--- YOUR TASK ---
Tally the lines in the records below that contain the string "white". Case counts, and the reply should be the number alone.
[start]
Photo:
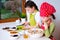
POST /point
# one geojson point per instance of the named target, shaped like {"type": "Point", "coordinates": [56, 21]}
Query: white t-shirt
{"type": "Point", "coordinates": [37, 17]}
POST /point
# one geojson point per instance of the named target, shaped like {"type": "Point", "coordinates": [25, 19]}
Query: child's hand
{"type": "Point", "coordinates": [46, 25]}
{"type": "Point", "coordinates": [26, 23]}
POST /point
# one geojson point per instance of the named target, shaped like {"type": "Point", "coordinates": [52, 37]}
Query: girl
{"type": "Point", "coordinates": [33, 17]}
{"type": "Point", "coordinates": [46, 12]}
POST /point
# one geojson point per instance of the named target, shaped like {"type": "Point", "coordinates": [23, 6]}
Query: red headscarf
{"type": "Point", "coordinates": [46, 9]}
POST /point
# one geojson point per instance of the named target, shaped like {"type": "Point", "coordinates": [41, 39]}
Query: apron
{"type": "Point", "coordinates": [32, 19]}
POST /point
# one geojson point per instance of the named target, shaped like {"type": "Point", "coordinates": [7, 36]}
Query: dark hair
{"type": "Point", "coordinates": [31, 4]}
{"type": "Point", "coordinates": [53, 16]}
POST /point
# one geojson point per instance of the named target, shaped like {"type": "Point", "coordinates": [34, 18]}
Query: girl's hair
{"type": "Point", "coordinates": [31, 4]}
{"type": "Point", "coordinates": [53, 16]}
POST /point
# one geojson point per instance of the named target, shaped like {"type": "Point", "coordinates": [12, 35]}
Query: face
{"type": "Point", "coordinates": [30, 10]}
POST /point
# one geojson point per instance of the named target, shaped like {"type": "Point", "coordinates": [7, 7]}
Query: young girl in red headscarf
{"type": "Point", "coordinates": [46, 12]}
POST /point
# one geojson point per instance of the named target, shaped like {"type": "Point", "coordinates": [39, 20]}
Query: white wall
{"type": "Point", "coordinates": [55, 3]}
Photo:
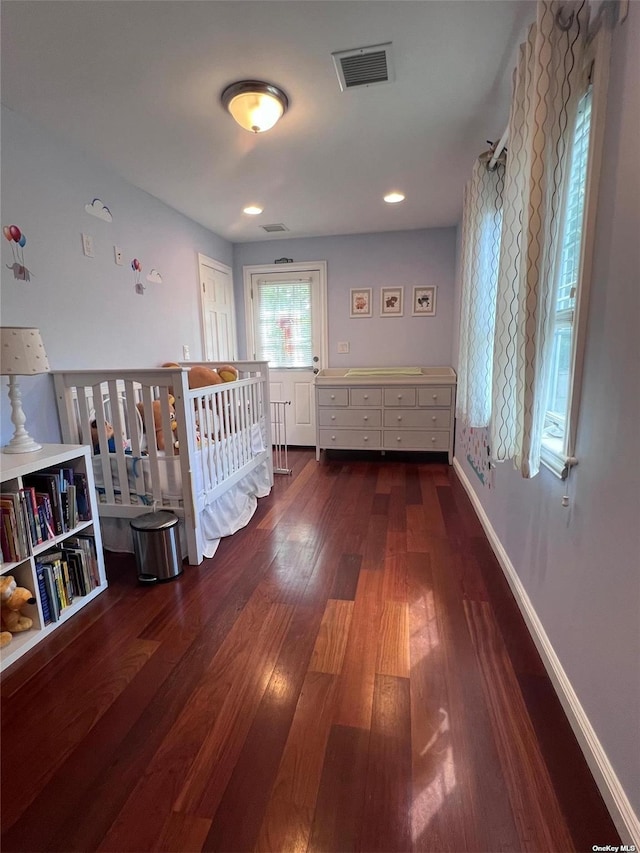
[end]
--- FINAL RESULT ---
2